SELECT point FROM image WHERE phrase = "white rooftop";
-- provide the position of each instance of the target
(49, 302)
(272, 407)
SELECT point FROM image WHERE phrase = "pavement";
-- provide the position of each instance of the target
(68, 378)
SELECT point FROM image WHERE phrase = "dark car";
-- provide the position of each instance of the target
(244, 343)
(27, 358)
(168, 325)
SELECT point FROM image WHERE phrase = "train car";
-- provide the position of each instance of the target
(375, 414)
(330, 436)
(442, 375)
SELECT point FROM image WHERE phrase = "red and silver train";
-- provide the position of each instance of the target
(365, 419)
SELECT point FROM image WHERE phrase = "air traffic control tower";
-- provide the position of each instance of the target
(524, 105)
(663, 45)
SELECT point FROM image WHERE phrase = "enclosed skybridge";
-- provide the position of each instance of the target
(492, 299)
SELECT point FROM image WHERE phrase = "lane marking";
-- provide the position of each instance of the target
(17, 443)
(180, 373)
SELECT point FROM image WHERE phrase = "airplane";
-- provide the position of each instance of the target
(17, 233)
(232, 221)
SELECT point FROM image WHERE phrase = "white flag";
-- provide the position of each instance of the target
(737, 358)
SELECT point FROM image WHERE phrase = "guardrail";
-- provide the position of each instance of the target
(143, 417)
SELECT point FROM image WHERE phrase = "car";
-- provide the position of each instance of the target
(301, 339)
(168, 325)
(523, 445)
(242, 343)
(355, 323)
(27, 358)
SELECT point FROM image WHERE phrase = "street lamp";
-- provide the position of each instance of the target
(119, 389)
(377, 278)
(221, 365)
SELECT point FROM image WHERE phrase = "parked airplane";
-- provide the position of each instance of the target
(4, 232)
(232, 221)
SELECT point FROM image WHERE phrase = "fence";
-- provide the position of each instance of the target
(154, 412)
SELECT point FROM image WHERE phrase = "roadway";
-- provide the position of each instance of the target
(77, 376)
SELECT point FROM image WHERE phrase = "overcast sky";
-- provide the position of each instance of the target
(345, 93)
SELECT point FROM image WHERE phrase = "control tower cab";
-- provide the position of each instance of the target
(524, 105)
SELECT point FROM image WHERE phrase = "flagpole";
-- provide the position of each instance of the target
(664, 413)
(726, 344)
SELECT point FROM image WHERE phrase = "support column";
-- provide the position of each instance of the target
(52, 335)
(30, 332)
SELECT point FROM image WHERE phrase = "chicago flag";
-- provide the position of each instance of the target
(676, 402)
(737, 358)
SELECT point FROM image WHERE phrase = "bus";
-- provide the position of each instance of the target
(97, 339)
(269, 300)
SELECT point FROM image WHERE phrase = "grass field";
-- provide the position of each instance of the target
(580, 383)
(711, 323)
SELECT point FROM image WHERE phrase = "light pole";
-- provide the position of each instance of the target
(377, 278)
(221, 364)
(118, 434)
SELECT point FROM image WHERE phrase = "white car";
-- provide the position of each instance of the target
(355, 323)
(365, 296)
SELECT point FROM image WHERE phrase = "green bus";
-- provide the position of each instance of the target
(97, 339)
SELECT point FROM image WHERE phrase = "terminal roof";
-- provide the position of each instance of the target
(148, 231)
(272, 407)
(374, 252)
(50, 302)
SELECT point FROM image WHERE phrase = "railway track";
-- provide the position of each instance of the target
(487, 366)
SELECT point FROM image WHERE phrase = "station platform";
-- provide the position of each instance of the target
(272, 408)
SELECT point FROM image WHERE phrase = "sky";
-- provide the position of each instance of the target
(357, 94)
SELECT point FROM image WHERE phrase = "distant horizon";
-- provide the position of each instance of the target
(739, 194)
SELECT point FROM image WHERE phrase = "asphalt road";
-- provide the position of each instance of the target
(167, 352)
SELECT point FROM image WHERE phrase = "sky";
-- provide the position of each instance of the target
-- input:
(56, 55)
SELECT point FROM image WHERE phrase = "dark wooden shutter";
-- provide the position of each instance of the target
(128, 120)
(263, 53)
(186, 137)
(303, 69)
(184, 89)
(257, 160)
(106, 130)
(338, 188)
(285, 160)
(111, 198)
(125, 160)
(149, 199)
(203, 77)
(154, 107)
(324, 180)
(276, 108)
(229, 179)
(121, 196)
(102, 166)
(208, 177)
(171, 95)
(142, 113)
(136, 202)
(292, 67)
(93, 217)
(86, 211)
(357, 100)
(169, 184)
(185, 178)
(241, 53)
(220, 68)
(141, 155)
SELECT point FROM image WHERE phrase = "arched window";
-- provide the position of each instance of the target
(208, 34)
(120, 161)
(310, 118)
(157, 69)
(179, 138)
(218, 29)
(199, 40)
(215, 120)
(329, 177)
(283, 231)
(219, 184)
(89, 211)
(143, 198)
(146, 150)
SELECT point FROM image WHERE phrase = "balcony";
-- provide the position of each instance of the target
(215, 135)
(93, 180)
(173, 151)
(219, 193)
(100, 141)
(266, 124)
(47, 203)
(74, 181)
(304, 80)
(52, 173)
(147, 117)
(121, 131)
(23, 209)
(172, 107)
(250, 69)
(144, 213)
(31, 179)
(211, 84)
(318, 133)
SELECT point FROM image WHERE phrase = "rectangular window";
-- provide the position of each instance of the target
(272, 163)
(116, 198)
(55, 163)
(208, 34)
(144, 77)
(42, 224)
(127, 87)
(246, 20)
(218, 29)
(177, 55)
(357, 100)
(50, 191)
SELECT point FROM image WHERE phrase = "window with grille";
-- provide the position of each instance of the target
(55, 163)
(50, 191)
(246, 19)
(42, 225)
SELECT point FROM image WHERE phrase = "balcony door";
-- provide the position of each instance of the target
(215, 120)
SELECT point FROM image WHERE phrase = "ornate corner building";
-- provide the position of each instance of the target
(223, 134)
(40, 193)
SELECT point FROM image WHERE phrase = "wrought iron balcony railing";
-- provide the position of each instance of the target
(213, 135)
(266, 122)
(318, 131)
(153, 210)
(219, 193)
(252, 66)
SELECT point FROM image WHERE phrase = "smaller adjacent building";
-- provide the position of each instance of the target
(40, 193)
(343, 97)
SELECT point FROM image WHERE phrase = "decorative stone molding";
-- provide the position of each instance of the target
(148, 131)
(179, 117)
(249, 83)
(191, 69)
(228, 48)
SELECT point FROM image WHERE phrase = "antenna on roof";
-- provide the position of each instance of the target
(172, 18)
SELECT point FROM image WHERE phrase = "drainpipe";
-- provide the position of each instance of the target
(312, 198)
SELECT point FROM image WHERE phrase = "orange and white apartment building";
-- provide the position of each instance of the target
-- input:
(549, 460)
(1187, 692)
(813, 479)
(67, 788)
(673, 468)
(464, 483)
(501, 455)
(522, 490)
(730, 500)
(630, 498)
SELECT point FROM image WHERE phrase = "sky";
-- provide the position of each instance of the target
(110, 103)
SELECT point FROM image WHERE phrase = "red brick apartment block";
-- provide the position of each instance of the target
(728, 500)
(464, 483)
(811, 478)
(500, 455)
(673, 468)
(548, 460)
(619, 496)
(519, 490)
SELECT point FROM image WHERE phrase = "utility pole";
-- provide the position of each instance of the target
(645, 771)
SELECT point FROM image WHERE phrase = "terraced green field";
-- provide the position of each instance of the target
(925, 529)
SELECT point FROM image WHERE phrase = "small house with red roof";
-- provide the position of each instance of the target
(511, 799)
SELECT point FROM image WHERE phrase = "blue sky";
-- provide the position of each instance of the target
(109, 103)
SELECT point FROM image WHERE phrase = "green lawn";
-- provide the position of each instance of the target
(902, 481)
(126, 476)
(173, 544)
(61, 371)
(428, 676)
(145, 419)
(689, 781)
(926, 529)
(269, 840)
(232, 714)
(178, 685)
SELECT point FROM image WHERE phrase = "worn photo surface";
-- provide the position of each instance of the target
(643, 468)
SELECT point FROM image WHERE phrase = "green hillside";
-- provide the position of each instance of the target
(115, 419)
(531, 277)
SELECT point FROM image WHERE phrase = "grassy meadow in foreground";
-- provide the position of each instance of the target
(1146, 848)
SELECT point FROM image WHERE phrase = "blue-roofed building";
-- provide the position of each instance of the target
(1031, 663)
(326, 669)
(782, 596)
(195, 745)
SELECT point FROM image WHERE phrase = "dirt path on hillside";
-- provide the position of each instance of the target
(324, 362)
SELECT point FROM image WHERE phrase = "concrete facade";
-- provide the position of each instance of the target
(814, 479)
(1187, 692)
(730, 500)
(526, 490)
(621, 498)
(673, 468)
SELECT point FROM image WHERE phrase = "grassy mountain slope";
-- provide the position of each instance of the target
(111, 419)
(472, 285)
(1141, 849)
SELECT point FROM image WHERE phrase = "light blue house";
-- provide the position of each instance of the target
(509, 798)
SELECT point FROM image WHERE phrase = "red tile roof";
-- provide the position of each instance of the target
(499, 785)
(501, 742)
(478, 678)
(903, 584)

Task directions: Which lines in the data above contain the string "control"? Write out each of those lines in full, matching case exactly.

Complete output:
SELECT point FROM image WHERE phrase = "air traffic control tower";
SELECT point FROM image WHERE phrase = "control tower cab";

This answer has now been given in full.